Material for this task |

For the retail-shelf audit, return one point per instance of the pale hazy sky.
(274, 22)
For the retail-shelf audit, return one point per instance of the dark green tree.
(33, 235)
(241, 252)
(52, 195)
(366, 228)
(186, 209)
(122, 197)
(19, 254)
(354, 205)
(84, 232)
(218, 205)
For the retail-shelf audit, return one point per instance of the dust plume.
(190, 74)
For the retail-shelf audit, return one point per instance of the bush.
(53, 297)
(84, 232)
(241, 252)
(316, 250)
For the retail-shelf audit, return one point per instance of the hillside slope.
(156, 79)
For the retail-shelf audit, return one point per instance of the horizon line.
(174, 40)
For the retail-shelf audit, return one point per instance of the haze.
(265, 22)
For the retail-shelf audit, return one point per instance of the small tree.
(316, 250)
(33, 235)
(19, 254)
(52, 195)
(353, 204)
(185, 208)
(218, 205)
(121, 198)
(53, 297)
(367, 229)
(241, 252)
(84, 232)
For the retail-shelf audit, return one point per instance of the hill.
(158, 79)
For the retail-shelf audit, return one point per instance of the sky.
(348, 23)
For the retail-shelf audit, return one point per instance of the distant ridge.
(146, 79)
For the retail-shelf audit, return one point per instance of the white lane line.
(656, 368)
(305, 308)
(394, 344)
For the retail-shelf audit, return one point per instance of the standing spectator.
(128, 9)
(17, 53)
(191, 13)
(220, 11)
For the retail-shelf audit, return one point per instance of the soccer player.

Work instructions | Print all of the rows above again, word for word and in the same order.

Solution to this exercise |
For the retail-shelf audit, return one point per instance of the pale hazy sky.
(274, 22)
For the retail-shelf audit, return one point per instance of the dark green tree.
(33, 235)
(241, 252)
(52, 195)
(366, 228)
(186, 209)
(122, 197)
(19, 254)
(354, 205)
(84, 232)
(218, 205)
For the retail-shelf audit, return one point per instance of the dust plume.
(190, 74)
For the retail-shelf audit, return one point per instance of the bush.
(53, 297)
(84, 232)
(241, 252)
(316, 250)
For the retail-shelf audit, return one point per instance of the hillside slope.
(156, 79)
For the retail-shelf audit, return one point per instance of the horizon line.
(174, 40)
For the retail-shelf audit, return one point per instance of the haze.
(265, 22)
For the retail-shelf audit, return one point per instance of the small tree.
(316, 250)
(33, 235)
(19, 254)
(52, 195)
(353, 204)
(185, 208)
(218, 205)
(121, 198)
(53, 297)
(367, 229)
(241, 252)
(84, 232)
For the retail-shelf audit, return one point per instance of the hill.
(158, 79)
For the retail-shelf audit, return one point per instance of the sky.
(348, 23)
For the retail-shelf audit, return one point per instance of the distant ridge.
(146, 79)
For the retail-shelf audit, return one point per instance of the white lane line.
(656, 368)
(305, 308)
(394, 344)
For the retail-shelf audit, return one point per instance of the standing spectator.
(128, 9)
(17, 53)
(191, 13)
(220, 11)
For the retail-shelf audit, return one point per instance of the soccer player.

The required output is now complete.